* [WHAT TO PRODUCE]:
Once you find the line with "Target: tree bark" in the data that follows, repeat it and every line after it exactly, through the line with "[(79, 263), (356, 96), (464, 74), (186, 102)]".

------------------------------------------------------------

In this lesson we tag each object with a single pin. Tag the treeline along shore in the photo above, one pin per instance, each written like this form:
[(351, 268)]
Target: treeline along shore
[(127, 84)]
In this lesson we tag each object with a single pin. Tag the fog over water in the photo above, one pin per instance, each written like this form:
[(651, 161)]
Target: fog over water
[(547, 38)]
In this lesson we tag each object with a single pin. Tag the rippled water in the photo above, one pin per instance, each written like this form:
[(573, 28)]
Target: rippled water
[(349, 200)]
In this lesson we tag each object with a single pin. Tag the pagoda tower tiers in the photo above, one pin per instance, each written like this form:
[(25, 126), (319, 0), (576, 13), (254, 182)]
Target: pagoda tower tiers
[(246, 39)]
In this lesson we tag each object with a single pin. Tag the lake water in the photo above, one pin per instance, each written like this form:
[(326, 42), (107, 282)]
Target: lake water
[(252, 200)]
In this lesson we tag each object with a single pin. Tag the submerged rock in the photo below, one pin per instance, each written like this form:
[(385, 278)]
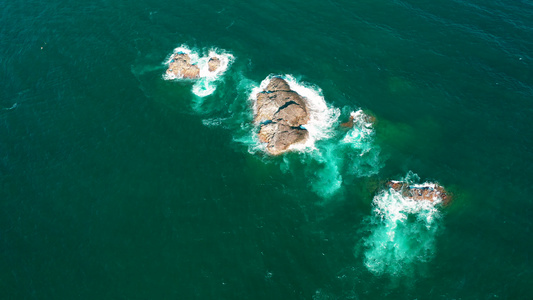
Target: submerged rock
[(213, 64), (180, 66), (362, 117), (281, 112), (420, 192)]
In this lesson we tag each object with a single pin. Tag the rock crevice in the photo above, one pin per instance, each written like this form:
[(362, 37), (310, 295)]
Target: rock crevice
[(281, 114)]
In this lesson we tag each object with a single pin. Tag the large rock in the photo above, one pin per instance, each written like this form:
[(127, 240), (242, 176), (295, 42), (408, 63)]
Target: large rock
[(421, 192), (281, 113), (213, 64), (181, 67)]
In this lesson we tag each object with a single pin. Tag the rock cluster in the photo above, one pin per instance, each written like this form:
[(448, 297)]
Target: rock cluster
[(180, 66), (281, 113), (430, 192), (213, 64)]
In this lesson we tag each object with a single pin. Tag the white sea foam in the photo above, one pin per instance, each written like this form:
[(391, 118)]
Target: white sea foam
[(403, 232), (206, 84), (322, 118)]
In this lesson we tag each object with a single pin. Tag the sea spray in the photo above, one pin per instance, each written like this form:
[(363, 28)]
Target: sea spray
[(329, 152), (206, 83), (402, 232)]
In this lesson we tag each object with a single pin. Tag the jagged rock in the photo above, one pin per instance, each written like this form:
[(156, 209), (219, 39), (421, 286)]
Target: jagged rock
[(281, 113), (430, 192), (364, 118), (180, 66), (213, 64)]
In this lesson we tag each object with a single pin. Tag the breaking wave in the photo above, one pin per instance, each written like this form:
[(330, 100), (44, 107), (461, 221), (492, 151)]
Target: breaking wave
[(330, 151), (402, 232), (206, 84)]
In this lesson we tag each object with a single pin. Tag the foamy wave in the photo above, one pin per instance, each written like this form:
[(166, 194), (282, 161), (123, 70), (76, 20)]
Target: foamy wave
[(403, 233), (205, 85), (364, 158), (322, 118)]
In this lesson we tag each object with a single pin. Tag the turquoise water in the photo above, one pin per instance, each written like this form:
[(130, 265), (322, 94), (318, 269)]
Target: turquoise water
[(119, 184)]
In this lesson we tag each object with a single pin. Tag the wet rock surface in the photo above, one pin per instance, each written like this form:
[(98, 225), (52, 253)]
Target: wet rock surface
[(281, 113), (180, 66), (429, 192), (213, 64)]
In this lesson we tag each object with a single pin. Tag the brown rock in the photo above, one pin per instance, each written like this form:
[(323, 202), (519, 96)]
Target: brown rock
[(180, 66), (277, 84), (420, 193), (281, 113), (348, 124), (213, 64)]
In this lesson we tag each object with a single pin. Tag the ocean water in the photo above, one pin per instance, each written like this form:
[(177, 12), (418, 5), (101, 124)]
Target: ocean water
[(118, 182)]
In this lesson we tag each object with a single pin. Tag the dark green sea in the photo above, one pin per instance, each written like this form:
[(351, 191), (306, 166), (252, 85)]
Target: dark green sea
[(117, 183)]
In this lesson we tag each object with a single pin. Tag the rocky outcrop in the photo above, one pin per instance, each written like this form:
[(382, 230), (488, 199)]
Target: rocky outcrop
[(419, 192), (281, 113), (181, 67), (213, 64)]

------------------------------------------------------------

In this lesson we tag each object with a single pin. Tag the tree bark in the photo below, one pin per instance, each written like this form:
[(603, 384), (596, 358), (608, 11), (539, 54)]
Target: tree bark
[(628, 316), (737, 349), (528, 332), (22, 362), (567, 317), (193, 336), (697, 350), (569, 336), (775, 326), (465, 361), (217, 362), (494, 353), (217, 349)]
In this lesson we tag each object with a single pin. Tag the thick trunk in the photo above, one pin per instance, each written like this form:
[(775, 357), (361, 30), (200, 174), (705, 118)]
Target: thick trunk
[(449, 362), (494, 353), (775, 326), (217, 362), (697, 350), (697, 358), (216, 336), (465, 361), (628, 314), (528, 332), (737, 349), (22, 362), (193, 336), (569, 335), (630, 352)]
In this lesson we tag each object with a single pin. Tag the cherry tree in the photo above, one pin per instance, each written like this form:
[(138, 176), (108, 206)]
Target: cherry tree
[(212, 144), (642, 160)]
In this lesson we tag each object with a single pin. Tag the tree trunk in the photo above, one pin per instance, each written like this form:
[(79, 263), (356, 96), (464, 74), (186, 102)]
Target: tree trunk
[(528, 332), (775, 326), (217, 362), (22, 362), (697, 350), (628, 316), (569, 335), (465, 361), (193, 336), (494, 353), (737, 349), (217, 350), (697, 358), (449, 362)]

------------------------------------------------------------

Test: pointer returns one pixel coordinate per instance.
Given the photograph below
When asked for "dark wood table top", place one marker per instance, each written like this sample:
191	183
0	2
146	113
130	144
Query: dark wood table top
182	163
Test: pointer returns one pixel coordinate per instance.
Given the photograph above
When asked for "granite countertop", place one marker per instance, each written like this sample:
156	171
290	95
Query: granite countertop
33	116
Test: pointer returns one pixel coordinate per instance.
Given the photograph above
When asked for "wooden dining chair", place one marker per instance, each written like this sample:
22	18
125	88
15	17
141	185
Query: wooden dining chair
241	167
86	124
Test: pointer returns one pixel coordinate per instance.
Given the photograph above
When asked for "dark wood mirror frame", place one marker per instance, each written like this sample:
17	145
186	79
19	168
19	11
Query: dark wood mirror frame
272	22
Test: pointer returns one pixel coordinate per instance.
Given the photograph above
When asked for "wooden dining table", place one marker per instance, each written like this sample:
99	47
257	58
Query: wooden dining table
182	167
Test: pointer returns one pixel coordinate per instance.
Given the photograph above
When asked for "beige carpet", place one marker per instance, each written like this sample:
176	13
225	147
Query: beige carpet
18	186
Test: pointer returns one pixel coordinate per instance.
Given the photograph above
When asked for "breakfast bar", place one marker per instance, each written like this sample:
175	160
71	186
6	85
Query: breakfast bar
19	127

------------------------------------------------------------

* [ANSWER BOX]:
Target: tree bark
[(628, 316), (737, 349), (528, 332), (22, 362), (567, 317), (193, 336), (697, 350), (569, 336), (775, 326), (465, 361), (217, 362), (494, 353), (217, 349)]
In this lesson we tag each object with a single pin. Tag the thick trunk in the photo above, one pin per instance, each written like this form:
[(775, 357), (361, 30), (200, 174), (705, 118)]
Target: thick trunk
[(449, 362), (494, 353), (775, 326), (217, 362), (697, 350), (697, 358), (216, 336), (465, 361), (628, 314), (528, 332), (737, 349), (22, 362), (193, 336), (569, 335), (630, 352)]
In this lesson we tag each object with a single pin. Tag the cherry tree in the photo above, one pin per instance, each written like this form:
[(138, 176), (108, 206)]
Target: cherry tree
[(212, 144), (642, 160)]
In this lesson we tag each object with a single pin. Tag the tree trunk in the photo above, one pin per instance, each written like this form:
[(79, 263), (356, 96), (464, 74), (186, 102)]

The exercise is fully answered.